## INSTRUCTIONS FOR THE TASK
Strip out the pictures and transcribe the records that follow exactly.

(Region pointing data)
===
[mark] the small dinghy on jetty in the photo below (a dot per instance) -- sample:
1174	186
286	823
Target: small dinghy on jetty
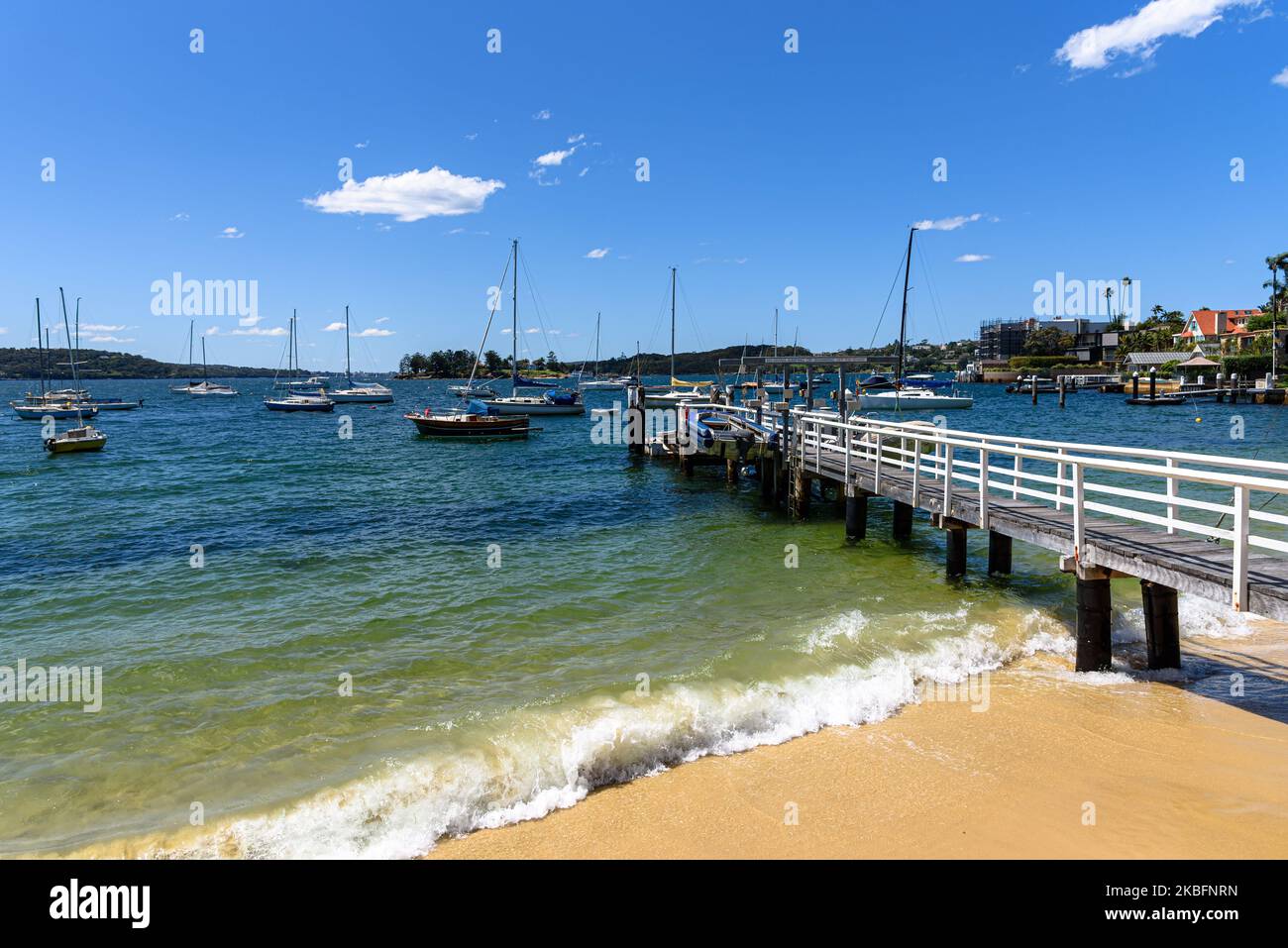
295	399
84	437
===
## REPLY
[mark] the small dinghy on jetty in the photo below (a dot per instance) -- sample:
1174	186
286	823
Target: small dinghy on jetty
295	399
84	437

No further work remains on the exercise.